● SELECTED PASSAGE
Management conducted a risk assessment of the Company’s compensation policies and practices, including its executive compensation program. In its review, management considered the attributes of the Company’s policies and practices and other factors, including:

 

  ·  

The mix of fixed and variable compensation opportunities;

 

  ·  

The balance between annual and long-term performance opportunities;

 

  ·  

The corporate and individual performance objectives established for annual and long-term incentive compensation;

 

  ·  

The internal controls and procedures in place to mitigate risks facing the Company, including the Company’s “clawback” policy and stock ownership guidelines; and

 

  ·  

The risk that unintended consequences could result from various aspects of the Company’s compensation policies and practices.

Based on its review and assessment, management concluded that the Company’s policies and practices are designed with the appropriate balance of risk and reward in relation to the Company’s overall business strategy and do not incentivize employees to take unnecessary or excessive risks. The Company also concluded that any risks arising from the Company’s compensation policies and practices are not reasonably likely to have a material adverse affect on the Company.

● SUPPLIED INFORMATION

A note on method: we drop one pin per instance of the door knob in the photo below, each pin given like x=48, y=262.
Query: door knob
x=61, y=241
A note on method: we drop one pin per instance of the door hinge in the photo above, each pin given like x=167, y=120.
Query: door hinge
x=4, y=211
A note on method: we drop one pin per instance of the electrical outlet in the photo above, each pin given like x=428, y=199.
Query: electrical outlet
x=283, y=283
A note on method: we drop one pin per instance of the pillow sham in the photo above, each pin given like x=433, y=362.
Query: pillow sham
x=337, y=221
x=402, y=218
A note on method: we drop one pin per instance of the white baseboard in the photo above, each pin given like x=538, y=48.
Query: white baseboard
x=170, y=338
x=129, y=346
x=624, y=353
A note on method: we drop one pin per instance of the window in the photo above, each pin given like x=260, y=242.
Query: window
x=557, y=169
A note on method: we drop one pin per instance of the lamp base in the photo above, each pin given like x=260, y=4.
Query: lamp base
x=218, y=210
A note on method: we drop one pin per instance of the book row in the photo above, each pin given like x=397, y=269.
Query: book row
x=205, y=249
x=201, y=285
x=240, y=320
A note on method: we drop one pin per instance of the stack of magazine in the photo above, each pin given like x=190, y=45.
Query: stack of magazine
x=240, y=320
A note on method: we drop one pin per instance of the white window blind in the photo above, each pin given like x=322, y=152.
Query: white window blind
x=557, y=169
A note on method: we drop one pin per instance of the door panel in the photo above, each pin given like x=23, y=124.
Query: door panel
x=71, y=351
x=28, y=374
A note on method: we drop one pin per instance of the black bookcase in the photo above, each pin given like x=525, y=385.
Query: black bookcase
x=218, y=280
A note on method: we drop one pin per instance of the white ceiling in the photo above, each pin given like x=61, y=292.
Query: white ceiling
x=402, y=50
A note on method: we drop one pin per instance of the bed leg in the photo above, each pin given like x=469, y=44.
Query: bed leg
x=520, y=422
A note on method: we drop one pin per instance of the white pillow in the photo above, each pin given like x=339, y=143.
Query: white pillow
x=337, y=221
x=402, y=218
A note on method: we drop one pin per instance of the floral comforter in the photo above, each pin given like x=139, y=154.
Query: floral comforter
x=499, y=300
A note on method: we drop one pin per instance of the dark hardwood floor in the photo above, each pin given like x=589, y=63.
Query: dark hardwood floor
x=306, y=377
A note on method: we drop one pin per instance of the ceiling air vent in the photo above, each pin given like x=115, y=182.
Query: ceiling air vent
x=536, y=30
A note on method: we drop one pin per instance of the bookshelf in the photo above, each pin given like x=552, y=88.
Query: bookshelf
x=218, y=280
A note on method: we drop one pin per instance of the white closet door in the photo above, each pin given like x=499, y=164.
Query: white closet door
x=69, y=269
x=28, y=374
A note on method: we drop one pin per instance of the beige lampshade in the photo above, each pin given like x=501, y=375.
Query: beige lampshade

● SET OF TASKS
(A) According to the passage on compensation risk assessment, what was management's conclusion about the Company's compensation policies and practices based on, and what did that basis take into account? Answer in one to three sentences.
(B) Which two items does the passage on compensation risk assessment name as examples of the Company's internal controls and procedures for mitigating risk?

● SOLUTIONS TO THE PROBLEMS
(A) Management based its conclusion on its review and assessment of the Company's compensation policies and practices, including the executive compensation program. That review considered the mix of fixed and variable compensation, the balance between annual and long-term performance opportunities, and the corporate and individual performance objectives for incentive compensation. It also weighed the internal controls and procedures that mitigate risk and the risk of unintended consequences from the policies and practices.

(B) The Company's "clawback" policy and its stock ownership guidelines.